▶ **Extrait du document**
Les nanoparticules dans les emballages alimentaires : une bonne idée ?

Le secteur de la préservation des aliments voit beaucoup de bénéfices à l’utilisation des nanotechnologies dans les emballages. Cependant, des échanges se font entre l’emballage et le produit. Comment cela fonctionne-t-il ?

Pour y voir clair, il faut s’intéresser aux échanges physicochimiques qui peuvent avoir lieu dans une épaisseur d’à peine un millimètre, là où l’emballage se trouve en contact avec le contenu et, en même temps, garder un œil sur les conditions qui sévissent au sein de ce petit film protecteur. À quelle température est maintenu le produit ? Combien de temps restera-t-il en rayon avant d’être acheté et consommé, ce qui détermine la durée de contact ?

▶ **Données fournies**
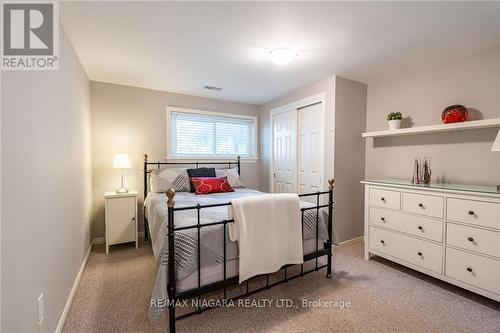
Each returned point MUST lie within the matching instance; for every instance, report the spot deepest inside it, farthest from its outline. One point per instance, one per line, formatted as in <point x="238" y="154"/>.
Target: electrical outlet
<point x="40" y="308"/>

▶ **Exercices à réaliser**
1. Mettez à jour le passage de l'extrait sur les emballages alimentaires, de "Le secteur de" à "cela fonctionne-t-il ?", en remplaçant "nanotechnologies" par "nanomatériaux".
2. D'après l'extrait sur les emballages alimentaires, quelle est l'épaisseur de la zone où l'emballage se trouve en contact avec le contenu ?
3. Reprenez l'article sur les nanoparticules dans les emballages alimentaires à partir de sa dernière phrase et poursuivez-le.

▶ **Résultats par tâche**
1.
Le secteur de la préservation des aliments voit beaucoup de bénéfices à l’utilisation des nanomatériaux dans les emballages. Cependant, des échanges se font entre l’emballage et le produit. Comment cela fonctionne-t-il ?

2. À peine un millimètre.

3.
Au cours du temps, les nanoparticules peuvent migrer : quitter l’emballage pour aller vers le produit. Mais certaines d’entre elles pourraient être encore plus sour­noises : non seulement elles migreraient mais elles inciteraient d’autres composés à se déplacer. Ces derniers ne sont pas des nanos mais peuvent ne pas être plus innocents. Certains sont classés comme cancérigènes ou bien sont des perturbateurs endocriniens dont l’action a été démontrée1.

Théoriquement, la migration implique deux condi­tions : le contact prolongé et la mobilité propre à chaque nanoparticule. Si le contact est prolongé, les nanoparticules peuvent diffuser dans le matériau d’emballage. Il y a des paramètres qui favorisent cette diffusion : la température, le temps de contact et la concentration des nanoparticules. Une fois diffusées, certaines peuvent présenter une affinité chimique avec les éléments du produit. En particulier si ce dernier est riche en graisse. Parmi les nanoparticules de ces nouveaux emballages, certaines sont en effet des molécules hydrophobes. Elles n’ont pas d’affinités avec l’eau et préfèrent ainsi l’huile…

Elles migrent donc spontanément vers le corps gras des plats cuisinés.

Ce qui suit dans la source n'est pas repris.